TASK INPUT -
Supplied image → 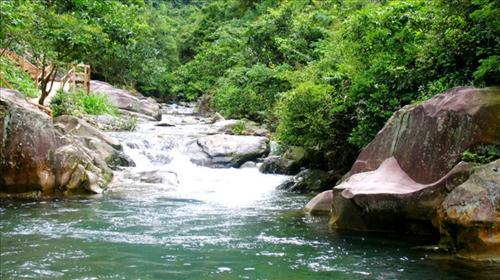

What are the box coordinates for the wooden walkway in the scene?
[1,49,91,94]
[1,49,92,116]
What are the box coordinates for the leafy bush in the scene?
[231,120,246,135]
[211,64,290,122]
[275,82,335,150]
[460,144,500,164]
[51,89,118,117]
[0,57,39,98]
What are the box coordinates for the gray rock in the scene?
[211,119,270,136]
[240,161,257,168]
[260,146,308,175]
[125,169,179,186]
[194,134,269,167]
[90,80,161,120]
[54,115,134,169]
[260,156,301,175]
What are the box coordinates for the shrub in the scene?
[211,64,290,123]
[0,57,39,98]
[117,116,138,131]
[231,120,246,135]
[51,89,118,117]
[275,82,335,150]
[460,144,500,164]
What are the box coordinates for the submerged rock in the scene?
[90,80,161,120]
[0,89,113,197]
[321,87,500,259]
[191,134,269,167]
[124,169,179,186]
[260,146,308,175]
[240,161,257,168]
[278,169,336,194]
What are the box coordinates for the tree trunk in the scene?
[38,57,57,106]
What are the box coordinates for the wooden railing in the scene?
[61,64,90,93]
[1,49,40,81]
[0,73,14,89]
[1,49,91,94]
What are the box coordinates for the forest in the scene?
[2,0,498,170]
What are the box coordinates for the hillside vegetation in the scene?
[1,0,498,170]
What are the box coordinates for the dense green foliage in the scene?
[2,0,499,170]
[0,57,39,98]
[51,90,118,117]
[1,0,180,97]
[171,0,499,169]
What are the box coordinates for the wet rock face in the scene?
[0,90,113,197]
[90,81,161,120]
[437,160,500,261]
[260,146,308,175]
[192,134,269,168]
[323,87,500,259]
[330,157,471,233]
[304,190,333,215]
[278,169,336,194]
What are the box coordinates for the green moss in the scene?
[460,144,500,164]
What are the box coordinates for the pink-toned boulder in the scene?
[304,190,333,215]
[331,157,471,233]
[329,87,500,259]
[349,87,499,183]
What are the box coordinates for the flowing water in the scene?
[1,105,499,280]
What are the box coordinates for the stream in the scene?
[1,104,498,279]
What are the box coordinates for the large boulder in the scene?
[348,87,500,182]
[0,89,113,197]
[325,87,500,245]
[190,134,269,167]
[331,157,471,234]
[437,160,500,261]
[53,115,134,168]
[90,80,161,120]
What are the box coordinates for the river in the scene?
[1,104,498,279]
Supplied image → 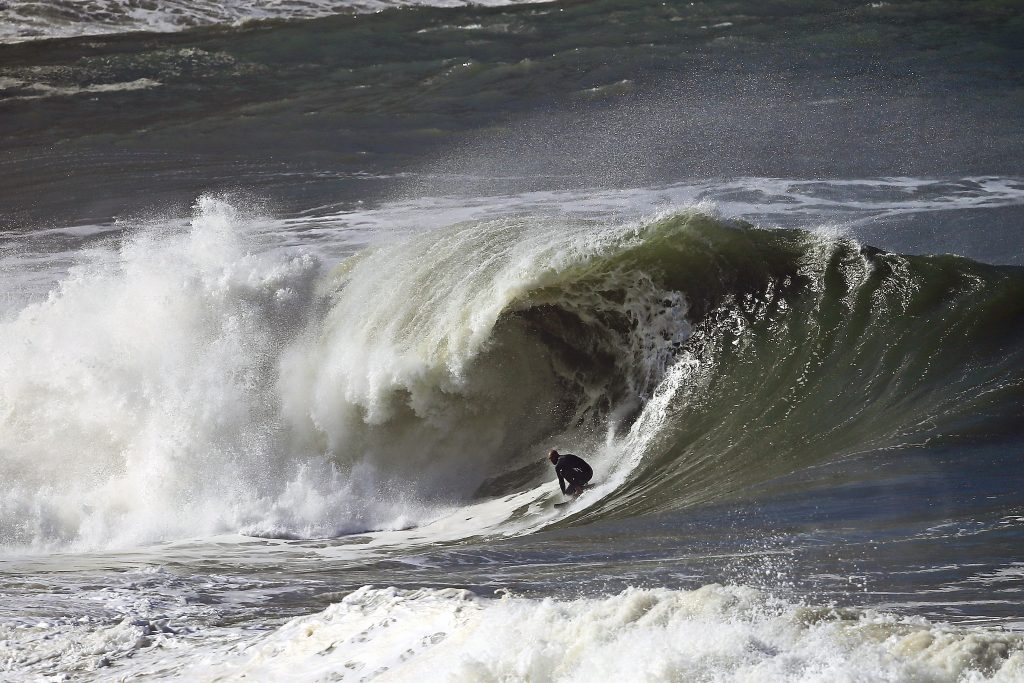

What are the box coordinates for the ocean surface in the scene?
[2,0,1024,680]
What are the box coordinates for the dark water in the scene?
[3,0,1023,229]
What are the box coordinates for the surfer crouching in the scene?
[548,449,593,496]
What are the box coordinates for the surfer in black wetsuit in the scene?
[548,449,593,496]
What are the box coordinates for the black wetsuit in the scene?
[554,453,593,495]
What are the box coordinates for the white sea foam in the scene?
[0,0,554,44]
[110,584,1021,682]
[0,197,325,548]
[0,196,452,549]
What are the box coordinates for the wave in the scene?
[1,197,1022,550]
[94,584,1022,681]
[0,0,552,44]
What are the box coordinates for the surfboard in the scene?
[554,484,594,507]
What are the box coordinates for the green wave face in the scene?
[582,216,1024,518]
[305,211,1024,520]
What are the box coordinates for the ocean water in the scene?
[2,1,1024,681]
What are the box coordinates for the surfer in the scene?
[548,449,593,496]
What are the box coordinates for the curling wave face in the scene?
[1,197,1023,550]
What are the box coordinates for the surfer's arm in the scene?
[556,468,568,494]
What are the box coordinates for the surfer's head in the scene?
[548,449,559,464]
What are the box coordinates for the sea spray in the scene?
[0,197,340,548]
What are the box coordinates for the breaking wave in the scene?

ABOUT THIS TASK -
Using the material above, reproduce exactly the line that contains "What are the box coordinates for the surfer in the" and all lines after it through the last one, and only those.

PROBLEM SOLUTION -
What are the box coordinates for the surfer in the scene?
[548,449,593,496]
What are the box coordinates for the curling wave face in the scene?
[1,197,1023,550]
What are the box coordinates for the surfer's arm in the scene?
[556,468,568,494]
What are the box coordinates for the surfer's head in the scene?
[548,449,559,464]
What are the box coordinates for the sea spray in the scene?
[0,197,340,548]
What are the box coordinates for the breaking wave in the scene?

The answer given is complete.